## Goal
Recast the records below as a numbered list, from their first line through the line with "point(364, 633)", dropping blank lines and leaving out the pictures.

Entries from a point annotation set:
• • • • • • •

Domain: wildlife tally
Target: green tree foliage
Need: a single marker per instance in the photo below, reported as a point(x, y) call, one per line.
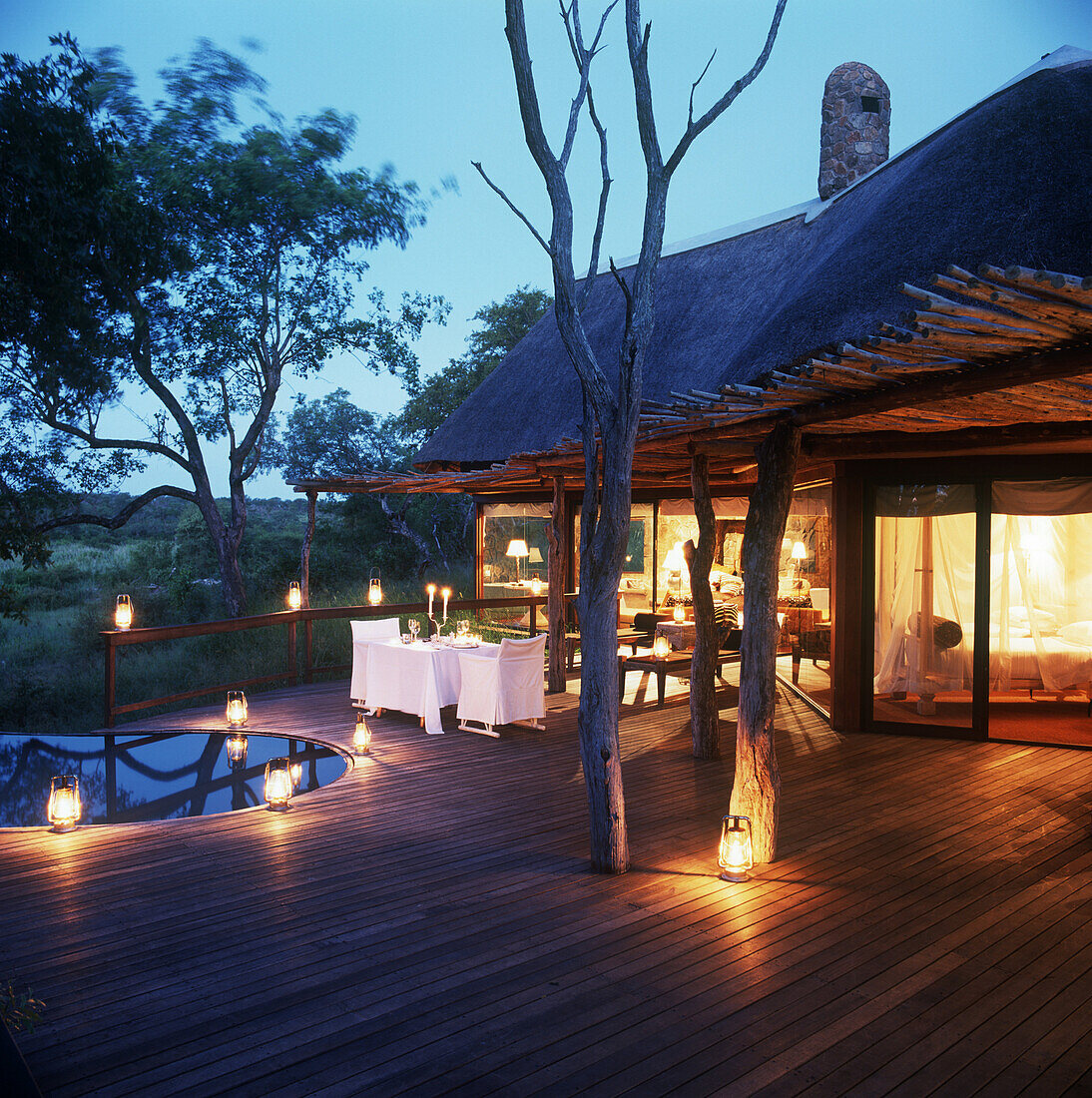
point(214, 260)
point(502, 325)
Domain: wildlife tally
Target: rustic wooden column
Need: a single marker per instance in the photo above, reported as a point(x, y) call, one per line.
point(305, 552)
point(758, 787)
point(556, 571)
point(705, 724)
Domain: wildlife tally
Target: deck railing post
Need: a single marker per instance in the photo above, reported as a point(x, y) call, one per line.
point(111, 681)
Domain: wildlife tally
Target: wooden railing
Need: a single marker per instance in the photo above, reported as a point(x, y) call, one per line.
point(294, 671)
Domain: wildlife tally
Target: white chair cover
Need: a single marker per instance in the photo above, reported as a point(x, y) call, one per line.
point(363, 633)
point(506, 688)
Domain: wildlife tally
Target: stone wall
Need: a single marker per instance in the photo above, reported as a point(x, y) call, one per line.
point(855, 132)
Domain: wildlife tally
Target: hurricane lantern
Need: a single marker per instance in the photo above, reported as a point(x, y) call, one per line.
point(64, 808)
point(518, 549)
point(236, 709)
point(361, 736)
point(235, 748)
point(277, 784)
point(374, 589)
point(123, 612)
point(736, 856)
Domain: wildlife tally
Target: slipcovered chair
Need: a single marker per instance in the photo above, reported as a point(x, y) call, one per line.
point(363, 633)
point(505, 689)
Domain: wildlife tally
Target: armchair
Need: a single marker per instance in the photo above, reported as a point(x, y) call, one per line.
point(505, 689)
point(364, 633)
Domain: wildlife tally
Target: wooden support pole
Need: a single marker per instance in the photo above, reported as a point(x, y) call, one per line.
point(556, 572)
point(305, 552)
point(758, 787)
point(705, 724)
point(110, 685)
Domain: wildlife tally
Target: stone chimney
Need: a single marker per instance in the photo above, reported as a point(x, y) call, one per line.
point(856, 129)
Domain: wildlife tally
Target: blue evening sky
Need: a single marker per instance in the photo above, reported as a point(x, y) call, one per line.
point(430, 84)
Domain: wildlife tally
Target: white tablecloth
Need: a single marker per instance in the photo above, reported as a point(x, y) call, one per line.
point(419, 679)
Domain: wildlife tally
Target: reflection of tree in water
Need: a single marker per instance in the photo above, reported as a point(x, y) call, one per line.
point(24, 782)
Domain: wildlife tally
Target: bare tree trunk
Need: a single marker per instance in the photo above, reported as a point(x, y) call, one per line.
point(558, 536)
point(400, 526)
point(305, 552)
point(705, 724)
point(757, 790)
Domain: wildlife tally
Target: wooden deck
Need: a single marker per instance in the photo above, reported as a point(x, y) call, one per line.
point(427, 924)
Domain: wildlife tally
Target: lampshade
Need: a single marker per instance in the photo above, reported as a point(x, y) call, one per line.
point(674, 560)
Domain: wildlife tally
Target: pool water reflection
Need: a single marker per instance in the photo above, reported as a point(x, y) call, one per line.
point(135, 777)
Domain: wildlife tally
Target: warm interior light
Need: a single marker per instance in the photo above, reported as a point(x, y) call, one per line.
point(64, 808)
point(236, 709)
point(235, 747)
point(674, 559)
point(277, 784)
point(123, 612)
point(361, 736)
point(736, 857)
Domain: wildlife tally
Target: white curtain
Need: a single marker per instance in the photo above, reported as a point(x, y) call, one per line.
point(924, 589)
point(1040, 582)
point(1040, 586)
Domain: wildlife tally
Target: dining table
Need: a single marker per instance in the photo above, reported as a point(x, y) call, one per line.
point(419, 678)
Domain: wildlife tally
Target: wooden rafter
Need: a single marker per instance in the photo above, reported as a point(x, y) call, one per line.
point(991, 351)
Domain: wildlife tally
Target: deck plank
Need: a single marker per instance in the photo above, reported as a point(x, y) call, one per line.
point(427, 924)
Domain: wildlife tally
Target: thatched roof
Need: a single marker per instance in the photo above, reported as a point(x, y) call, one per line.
point(1008, 180)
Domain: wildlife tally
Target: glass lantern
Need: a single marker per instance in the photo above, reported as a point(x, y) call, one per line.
point(374, 589)
point(736, 856)
point(235, 748)
point(123, 612)
point(277, 784)
point(64, 808)
point(361, 736)
point(236, 709)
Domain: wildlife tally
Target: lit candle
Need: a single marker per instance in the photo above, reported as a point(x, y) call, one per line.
point(361, 737)
point(735, 856)
point(64, 808)
point(123, 612)
point(277, 784)
point(236, 709)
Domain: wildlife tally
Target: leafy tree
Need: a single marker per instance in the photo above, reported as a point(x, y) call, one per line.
point(502, 325)
point(219, 259)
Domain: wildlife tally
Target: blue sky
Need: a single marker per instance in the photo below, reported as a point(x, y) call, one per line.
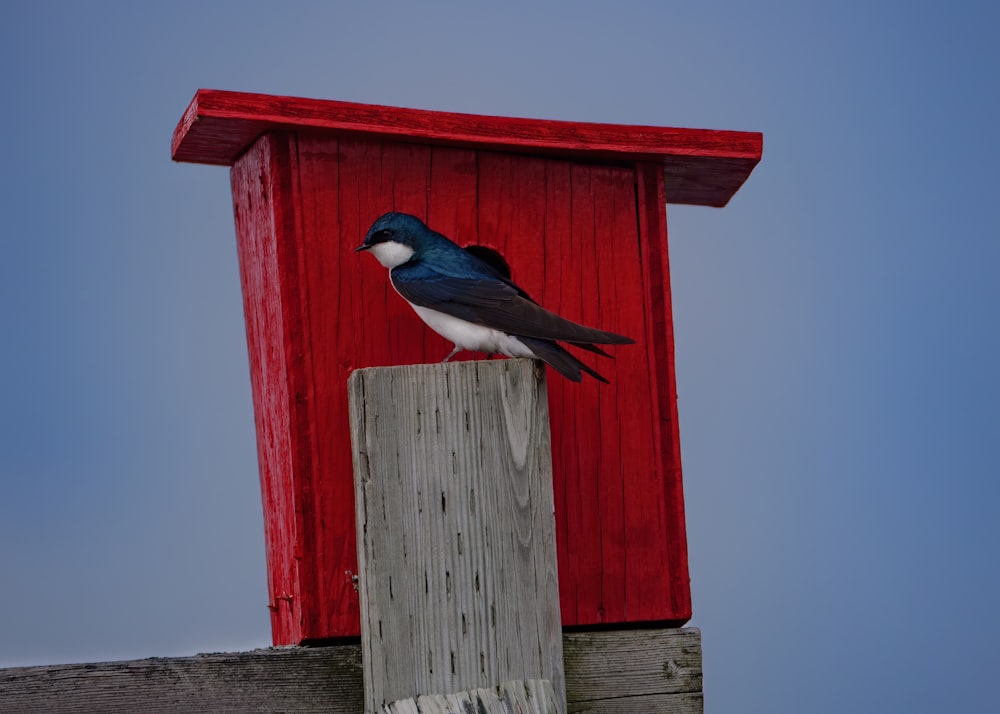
point(836, 324)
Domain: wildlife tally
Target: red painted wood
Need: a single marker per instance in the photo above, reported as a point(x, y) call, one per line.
point(587, 239)
point(315, 311)
point(703, 167)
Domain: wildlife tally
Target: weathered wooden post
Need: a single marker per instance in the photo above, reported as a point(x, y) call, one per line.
point(456, 536)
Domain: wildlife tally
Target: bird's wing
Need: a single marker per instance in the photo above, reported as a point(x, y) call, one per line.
point(492, 303)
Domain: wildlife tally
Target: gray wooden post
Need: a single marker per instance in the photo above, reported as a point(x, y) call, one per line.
point(456, 534)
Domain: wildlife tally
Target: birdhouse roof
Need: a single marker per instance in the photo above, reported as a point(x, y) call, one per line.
point(701, 166)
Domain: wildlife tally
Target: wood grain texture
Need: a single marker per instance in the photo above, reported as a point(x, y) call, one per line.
point(518, 697)
point(453, 483)
point(301, 680)
point(580, 239)
point(703, 167)
point(623, 672)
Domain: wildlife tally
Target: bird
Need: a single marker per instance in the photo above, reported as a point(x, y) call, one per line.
point(467, 297)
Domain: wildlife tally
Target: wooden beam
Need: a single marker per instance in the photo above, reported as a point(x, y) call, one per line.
point(614, 672)
point(456, 532)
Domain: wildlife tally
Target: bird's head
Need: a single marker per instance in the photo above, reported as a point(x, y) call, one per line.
point(395, 238)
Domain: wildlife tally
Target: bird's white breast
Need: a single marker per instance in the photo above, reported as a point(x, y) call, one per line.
point(390, 253)
point(469, 336)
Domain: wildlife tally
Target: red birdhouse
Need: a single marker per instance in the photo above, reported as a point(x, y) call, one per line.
point(579, 213)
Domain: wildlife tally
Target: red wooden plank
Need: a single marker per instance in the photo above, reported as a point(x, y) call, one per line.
point(261, 184)
point(701, 166)
point(672, 560)
point(315, 311)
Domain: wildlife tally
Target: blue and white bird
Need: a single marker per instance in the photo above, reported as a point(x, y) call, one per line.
point(473, 304)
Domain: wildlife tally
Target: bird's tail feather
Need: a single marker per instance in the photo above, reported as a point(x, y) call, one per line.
point(559, 359)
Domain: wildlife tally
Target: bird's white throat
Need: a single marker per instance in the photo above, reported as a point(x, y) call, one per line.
point(390, 254)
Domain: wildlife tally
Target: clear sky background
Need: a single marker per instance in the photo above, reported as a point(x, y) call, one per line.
point(837, 323)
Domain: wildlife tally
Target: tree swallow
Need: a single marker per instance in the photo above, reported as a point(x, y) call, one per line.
point(471, 303)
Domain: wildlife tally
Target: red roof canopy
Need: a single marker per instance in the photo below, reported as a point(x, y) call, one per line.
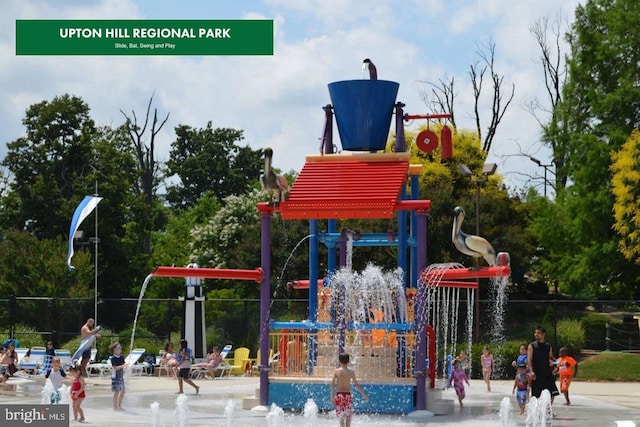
point(336, 186)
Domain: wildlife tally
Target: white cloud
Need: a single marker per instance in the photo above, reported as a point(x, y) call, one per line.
point(277, 101)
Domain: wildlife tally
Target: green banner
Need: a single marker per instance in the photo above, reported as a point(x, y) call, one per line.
point(144, 37)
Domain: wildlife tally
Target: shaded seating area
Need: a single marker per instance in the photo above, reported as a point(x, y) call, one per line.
point(135, 368)
point(65, 357)
point(199, 372)
point(240, 361)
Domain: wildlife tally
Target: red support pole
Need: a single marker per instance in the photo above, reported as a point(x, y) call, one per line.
point(209, 273)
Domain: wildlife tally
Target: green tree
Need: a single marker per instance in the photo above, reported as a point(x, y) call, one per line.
point(37, 267)
point(46, 163)
point(210, 160)
point(626, 190)
point(600, 104)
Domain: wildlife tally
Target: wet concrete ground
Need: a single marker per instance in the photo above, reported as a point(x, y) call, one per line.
point(592, 404)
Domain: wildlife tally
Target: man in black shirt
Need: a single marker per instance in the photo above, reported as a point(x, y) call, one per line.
point(539, 362)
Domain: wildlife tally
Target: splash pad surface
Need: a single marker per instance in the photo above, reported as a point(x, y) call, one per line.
point(591, 404)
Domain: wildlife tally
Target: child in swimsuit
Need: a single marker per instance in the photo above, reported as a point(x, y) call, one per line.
point(341, 390)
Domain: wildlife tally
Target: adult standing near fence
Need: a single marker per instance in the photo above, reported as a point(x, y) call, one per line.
point(539, 362)
point(86, 331)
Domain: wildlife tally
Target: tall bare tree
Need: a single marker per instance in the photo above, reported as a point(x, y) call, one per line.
point(441, 99)
point(144, 152)
point(548, 35)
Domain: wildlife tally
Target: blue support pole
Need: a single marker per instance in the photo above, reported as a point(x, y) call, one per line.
point(313, 291)
point(415, 194)
point(265, 302)
point(421, 314)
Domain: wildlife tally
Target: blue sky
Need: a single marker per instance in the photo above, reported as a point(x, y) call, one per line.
point(277, 101)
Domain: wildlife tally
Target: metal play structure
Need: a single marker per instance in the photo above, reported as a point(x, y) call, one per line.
point(390, 348)
point(392, 344)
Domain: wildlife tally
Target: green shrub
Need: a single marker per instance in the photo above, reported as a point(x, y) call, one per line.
point(596, 330)
point(27, 337)
point(571, 334)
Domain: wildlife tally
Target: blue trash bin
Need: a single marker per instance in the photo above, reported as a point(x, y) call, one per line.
point(363, 110)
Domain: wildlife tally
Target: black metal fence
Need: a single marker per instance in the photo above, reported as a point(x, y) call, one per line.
point(609, 325)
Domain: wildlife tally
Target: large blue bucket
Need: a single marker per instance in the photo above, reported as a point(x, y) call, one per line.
point(363, 110)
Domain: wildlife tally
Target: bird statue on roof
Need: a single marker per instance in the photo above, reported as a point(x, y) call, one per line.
point(373, 72)
point(271, 182)
point(474, 246)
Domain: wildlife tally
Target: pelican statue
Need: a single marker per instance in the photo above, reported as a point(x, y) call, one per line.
point(269, 180)
point(373, 72)
point(474, 246)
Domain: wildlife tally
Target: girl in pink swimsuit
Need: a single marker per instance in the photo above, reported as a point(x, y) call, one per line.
point(486, 360)
point(457, 379)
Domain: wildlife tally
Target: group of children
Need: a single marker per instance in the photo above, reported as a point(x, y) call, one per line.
point(566, 368)
point(56, 374)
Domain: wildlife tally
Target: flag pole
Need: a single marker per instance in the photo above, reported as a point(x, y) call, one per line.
point(95, 264)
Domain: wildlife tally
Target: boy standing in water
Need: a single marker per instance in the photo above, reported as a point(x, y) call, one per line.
point(457, 379)
point(341, 390)
point(567, 368)
point(55, 374)
point(118, 366)
point(184, 366)
point(521, 383)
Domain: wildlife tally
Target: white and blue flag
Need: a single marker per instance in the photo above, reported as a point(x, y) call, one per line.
point(86, 206)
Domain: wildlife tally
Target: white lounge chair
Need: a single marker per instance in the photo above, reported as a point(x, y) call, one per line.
point(132, 361)
point(199, 372)
point(224, 366)
point(65, 357)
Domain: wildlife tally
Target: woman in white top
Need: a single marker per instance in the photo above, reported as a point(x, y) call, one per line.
point(169, 358)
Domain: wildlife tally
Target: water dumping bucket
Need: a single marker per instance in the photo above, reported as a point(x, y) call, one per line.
point(363, 110)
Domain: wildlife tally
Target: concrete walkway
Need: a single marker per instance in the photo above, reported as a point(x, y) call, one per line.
point(219, 403)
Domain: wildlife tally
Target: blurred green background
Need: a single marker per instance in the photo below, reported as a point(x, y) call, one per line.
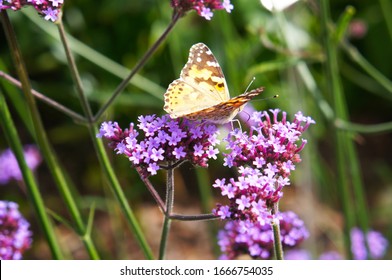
point(284, 51)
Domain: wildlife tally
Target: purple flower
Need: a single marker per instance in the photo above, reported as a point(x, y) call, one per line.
point(204, 8)
point(50, 9)
point(265, 157)
point(377, 244)
point(244, 237)
point(9, 168)
point(15, 236)
point(297, 254)
point(162, 142)
point(330, 255)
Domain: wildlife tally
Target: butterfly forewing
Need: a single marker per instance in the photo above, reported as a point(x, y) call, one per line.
point(203, 72)
point(201, 91)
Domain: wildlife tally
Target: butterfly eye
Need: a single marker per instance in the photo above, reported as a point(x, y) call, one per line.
point(219, 86)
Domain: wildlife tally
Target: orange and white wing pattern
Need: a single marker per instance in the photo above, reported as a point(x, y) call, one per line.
point(201, 91)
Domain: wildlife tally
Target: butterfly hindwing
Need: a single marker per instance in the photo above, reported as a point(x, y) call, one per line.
point(225, 111)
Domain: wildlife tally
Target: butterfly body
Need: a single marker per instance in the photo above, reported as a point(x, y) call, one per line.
point(201, 92)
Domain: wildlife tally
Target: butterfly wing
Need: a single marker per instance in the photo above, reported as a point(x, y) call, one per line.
point(201, 84)
point(225, 111)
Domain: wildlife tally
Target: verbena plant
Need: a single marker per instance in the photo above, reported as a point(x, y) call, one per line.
point(250, 162)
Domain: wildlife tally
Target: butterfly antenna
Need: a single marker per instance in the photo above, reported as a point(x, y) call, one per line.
point(251, 82)
point(237, 121)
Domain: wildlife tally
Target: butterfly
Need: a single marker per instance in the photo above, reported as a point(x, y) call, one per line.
point(201, 92)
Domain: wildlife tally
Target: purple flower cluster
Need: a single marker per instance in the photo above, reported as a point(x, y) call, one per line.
point(376, 242)
point(15, 236)
point(162, 142)
point(265, 157)
point(204, 8)
point(245, 237)
point(50, 9)
point(9, 168)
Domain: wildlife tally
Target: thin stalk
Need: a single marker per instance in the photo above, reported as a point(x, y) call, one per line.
point(75, 73)
point(206, 197)
point(364, 128)
point(101, 153)
point(61, 108)
point(357, 57)
point(169, 208)
point(277, 237)
point(386, 8)
point(138, 66)
point(198, 217)
point(341, 137)
point(42, 140)
point(152, 190)
point(32, 188)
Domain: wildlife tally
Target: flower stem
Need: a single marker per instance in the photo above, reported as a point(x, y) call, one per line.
point(40, 133)
point(100, 150)
point(138, 66)
point(276, 230)
point(28, 177)
point(169, 208)
point(75, 116)
point(346, 155)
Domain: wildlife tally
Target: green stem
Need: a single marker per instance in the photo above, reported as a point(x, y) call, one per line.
point(100, 150)
point(169, 208)
point(342, 139)
point(42, 140)
point(363, 128)
point(47, 100)
point(386, 8)
point(138, 66)
point(357, 57)
point(32, 188)
point(276, 230)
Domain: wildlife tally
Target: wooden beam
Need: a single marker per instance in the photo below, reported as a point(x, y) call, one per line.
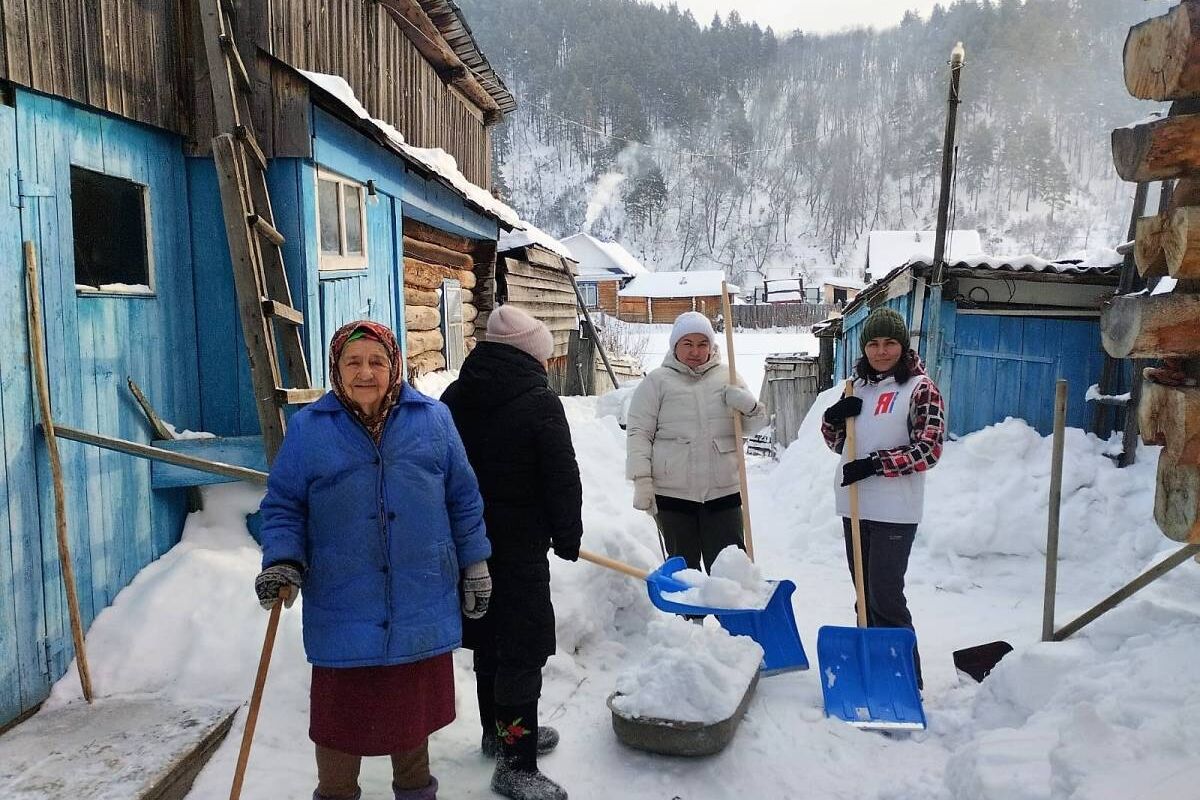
point(425, 36)
point(1157, 150)
point(1137, 326)
point(1181, 244)
point(1147, 251)
point(1162, 55)
point(437, 254)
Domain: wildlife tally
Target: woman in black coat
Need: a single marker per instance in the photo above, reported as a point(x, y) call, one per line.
point(520, 446)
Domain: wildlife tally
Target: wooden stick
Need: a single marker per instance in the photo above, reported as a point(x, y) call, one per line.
point(856, 530)
point(1051, 583)
point(612, 564)
point(256, 698)
point(739, 445)
point(52, 446)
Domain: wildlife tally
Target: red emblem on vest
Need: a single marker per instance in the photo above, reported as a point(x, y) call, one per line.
point(886, 403)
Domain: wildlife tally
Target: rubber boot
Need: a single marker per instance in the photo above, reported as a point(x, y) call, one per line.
point(426, 793)
point(516, 774)
point(485, 692)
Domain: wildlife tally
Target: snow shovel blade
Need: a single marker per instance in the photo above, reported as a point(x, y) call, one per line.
point(773, 627)
point(868, 677)
point(981, 660)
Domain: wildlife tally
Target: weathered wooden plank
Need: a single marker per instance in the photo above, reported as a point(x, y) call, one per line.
point(1135, 326)
point(1162, 55)
point(1157, 150)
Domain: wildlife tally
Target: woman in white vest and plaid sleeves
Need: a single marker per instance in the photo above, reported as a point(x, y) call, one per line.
point(900, 421)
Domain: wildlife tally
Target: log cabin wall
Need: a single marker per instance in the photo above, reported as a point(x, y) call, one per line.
point(431, 257)
point(538, 282)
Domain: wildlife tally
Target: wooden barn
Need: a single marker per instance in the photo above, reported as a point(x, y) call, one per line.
point(1009, 329)
point(604, 269)
point(661, 296)
point(534, 272)
point(107, 114)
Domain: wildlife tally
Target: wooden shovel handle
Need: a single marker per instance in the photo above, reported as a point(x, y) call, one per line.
point(612, 564)
point(856, 531)
point(739, 445)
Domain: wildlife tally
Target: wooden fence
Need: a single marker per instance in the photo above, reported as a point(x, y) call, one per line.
point(790, 314)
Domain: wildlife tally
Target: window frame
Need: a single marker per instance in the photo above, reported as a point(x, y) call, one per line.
point(148, 230)
point(342, 260)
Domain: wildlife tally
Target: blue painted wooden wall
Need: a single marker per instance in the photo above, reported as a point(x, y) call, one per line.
point(327, 299)
point(117, 523)
point(993, 367)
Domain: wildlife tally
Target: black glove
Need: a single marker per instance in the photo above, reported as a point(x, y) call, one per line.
point(844, 409)
point(568, 552)
point(858, 470)
point(271, 581)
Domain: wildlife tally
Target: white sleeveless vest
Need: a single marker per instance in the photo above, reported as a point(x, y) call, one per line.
point(883, 425)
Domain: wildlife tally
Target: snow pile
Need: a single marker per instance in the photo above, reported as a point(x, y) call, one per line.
point(693, 673)
point(735, 582)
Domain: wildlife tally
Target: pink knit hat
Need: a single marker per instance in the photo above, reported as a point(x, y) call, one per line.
point(510, 325)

• • • • • • •

## Answer to this task
1. Domain: wildlife tally
2. Target: green tree foliage
3. Need: a single marker per instance in the photo below, reported as a point(x, y) call, one per line.
4. point(214, 260)
5. point(502, 325)
6. Domain: wildlife tally
7. Target: rustic wooden column
8. Need: a single marker per instance in the photo above, reported as a point(x, y) call, one per line.
9. point(305, 552)
10. point(758, 787)
11. point(556, 571)
12. point(705, 724)
13. Domain: wildlife tally
14. Target: deck railing post
15. Need: a single marker per instance in the photo above, reported as a point(x, y) call, one per line.
16. point(111, 681)
17. Domain: wildlife tally
18. Target: wooden railing
19. Need: a single marker per instance in the photo above, reported as a point(x, y) call, one per line.
20. point(294, 671)
21. Domain: wildlife tally
22. Target: white chair cover
23. Need: a single marker per instance in the photo above, reported as a point(x, y) call, one per line.
24. point(363, 633)
25. point(506, 688)
26. Domain: wildlife tally
27. Target: stone wall
28. Need: a single marker per instance in the photo above, reported as a point(x, y) call, one per line.
29. point(855, 132)
30. Domain: wildlife tally
31. Target: hurricane lantern
32. Need: a single marker per instance in the photo above, reported as a point(x, y) call, one per line.
33. point(64, 808)
34. point(518, 549)
35. point(236, 709)
36. point(361, 736)
37. point(235, 748)
38. point(277, 784)
39. point(374, 589)
40. point(123, 612)
41. point(736, 856)
42. Domain: wildlife tally
43. Target: slipcovered chair
44. Need: a single marker per instance in the photo above, reported as a point(x, y) call, one per line.
45. point(363, 633)
46. point(505, 689)
47. Domain: wildlife tally
48. Target: armchair
49. Need: a single marker per instance in the photo above, reported as a point(x, y) call, one per line.
50. point(505, 689)
51. point(364, 633)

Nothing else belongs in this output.